EXERCISE PROMPT: Reproduce verbatim the passage of the post on intersecting curved patches from "In practical terms, this" to "to nearby points.".

PASSAGE SHOWN:
Re: Intersecting curved patched

On Fri, 02 Sep 2005 00:53:09 +0200, Wolfgang Draxinger
<wdraxinger@xxxxxxxxxxxxxxxx> wrote:
>The intersection of curved patches are curved lines, right? Can
>the parametrization or an approximitation of these curves be
>deterimined either analytically or numerically, if is so, how is
>it done?

Yes, the intersection of two cubic Bezier patches (or other parametric
polynomials, such as B-spline patches) is a polynomial curve. However,
by Bezout's theorem, the degree is quite high: each patch has implicit
degree 18 (=2*3*3), so the curve has degree 324 (=18*18). Ouch.

In practical terms, this forces the use of approximations. One option
is to trace a curve in the parametric space of a patch; another is to
trace a curve in space. Tracing a curve requires finding a point of
intersection, then using numerical methods to step to nearby points.

DATASET EXCERPT:

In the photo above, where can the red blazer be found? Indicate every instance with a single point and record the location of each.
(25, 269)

TASK RESPONSE:
In practical terms, this forces the use of approximations. One option
is to trace a curve in the parametric space of a patch; another is to
trace a curve in space. Tracing a curve requires finding a point of
intersection, then using numerical methods to step to nearby points.